### Work task
Every entry below should be transcribed exactly; pictures stay out of the copy.

Segment Start: Data

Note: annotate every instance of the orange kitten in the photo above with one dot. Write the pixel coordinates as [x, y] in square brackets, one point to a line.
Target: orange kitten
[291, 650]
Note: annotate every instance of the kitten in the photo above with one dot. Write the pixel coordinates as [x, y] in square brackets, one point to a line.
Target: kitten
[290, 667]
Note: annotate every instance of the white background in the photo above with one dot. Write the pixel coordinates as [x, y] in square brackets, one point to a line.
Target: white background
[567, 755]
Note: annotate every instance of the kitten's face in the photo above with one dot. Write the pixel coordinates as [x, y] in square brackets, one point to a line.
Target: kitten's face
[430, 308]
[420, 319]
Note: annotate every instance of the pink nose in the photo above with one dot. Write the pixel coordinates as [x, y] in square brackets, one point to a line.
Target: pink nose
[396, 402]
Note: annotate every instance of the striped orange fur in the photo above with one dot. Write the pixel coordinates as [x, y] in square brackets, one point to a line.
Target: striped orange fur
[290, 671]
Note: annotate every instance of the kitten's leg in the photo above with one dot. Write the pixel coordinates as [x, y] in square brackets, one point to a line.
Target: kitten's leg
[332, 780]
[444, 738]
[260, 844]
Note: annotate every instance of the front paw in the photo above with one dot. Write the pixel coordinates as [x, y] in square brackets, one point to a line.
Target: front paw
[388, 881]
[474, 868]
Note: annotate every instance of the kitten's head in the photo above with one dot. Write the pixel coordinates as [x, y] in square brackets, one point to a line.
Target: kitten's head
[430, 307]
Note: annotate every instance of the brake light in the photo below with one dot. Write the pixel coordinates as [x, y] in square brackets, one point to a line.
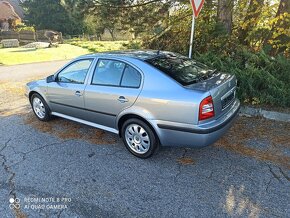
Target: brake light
[206, 109]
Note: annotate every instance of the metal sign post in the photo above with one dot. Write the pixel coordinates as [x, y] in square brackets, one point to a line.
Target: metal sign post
[196, 7]
[191, 37]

Segment End: Data

### Result
Note: annotate every instance of the orange kitten in the photo above with one dot. Write the pixel coordinates as [x, y] in square brackets, one point to a line.
Target: orange kitten
[291, 650]
Note: annotate every instance of the kitten in the photo above with one dot. Write the pixel coordinates as [x, y] in square brackets, one point to a line.
Target: kitten
[290, 667]
Note: annotate every instance of the white background in the photo above with one dot. Write the pixel coordinates as [x, y] in square brackets, one point to a line.
Target: white background
[567, 755]
Note: annotate every instance of the kitten's face in the photo above with one dot. Write the pixel coordinates as [x, y] in square brackets, one point to a line.
Target: kitten's face
[430, 308]
[420, 319]
Note: annotate every instance of the pink nose in the photo above with one dot. Write the pixel coordinates as [x, y] in square brackets, one point to a line.
Target: pink nose
[396, 402]
Note: annotate every instance of the striped orange fur in the photo above with one dot. Write the pixel coordinates as [x, y] in square brackets, one point to a line.
Target: striped orange fur
[290, 671]
Note: annotate every instance of the kitten's leg in the photo above with one dot. Write the pixel coordinates as [x, y] in square brackets, one point to a line.
Target: kitten's leg
[332, 780]
[444, 738]
[260, 844]
Note: annotate every instance of the front paw in the photo above with one dot. Write the pixel coordinates as [x, y] in square brackets, one point to a line.
Target: front paw
[388, 881]
[474, 868]
Note: annotate every instance of the kitten's head in the photo above with one dot. Write the pixel coordinates as [x, y] in square brackets, one point to a line.
Target: kitten's head
[430, 307]
Note: annotate every instance of the brake light in the photo below with one dot. Write the pixel coordinates as [x, y] in square brackets, one point to a line.
Target: brake light
[206, 109]
Note: annotate every instance of the metal sign post in the photo above with one dot. Write the pixel coordinates as [x, y] in square brackets, one point to a line.
Target: metal sign post
[196, 7]
[191, 37]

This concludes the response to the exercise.